> _Rows_
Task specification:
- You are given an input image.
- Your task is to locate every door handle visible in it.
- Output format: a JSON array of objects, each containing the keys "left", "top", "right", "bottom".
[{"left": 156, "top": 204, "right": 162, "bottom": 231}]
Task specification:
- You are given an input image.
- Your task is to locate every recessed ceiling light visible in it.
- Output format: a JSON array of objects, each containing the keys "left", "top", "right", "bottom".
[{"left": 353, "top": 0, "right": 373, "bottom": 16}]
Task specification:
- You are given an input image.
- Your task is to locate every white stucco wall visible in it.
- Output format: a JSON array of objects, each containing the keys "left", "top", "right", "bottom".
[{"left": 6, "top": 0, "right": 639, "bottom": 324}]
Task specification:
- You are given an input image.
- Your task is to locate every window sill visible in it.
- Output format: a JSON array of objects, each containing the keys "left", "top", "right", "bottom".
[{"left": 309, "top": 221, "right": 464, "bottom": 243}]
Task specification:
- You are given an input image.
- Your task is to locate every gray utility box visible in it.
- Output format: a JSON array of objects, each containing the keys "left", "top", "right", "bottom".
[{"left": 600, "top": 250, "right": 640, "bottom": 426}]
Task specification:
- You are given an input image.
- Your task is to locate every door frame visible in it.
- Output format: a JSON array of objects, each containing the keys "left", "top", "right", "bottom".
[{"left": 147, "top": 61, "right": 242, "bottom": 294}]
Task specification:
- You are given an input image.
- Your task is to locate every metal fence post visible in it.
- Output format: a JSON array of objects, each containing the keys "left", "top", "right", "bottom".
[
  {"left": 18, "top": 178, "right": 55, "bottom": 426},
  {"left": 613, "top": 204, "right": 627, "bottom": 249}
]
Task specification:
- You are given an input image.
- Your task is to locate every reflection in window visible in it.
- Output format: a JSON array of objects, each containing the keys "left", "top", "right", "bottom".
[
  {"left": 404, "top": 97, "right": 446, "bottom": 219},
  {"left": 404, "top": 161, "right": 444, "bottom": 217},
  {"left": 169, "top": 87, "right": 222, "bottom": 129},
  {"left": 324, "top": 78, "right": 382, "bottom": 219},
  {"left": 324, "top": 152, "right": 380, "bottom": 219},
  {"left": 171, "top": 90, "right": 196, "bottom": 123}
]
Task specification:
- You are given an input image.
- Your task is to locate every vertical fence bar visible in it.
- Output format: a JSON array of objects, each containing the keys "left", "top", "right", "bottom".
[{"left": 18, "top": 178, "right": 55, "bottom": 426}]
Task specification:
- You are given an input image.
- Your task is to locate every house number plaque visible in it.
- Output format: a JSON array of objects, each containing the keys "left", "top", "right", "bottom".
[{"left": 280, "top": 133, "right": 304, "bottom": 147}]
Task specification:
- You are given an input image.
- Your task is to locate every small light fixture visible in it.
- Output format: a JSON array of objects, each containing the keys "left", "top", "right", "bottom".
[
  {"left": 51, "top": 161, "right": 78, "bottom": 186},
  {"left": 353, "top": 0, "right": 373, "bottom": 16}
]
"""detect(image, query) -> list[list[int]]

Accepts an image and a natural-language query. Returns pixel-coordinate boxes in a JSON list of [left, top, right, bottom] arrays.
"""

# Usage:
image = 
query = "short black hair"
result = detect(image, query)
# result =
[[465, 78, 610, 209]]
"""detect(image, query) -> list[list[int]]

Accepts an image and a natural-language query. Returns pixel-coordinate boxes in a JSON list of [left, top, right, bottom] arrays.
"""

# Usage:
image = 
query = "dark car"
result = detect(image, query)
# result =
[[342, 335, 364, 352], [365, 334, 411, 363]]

> _Task details_
Please state how many lines of the records contain the string "window", counting only case-exact matches. Reply with the number alone.

> _Complete response_
2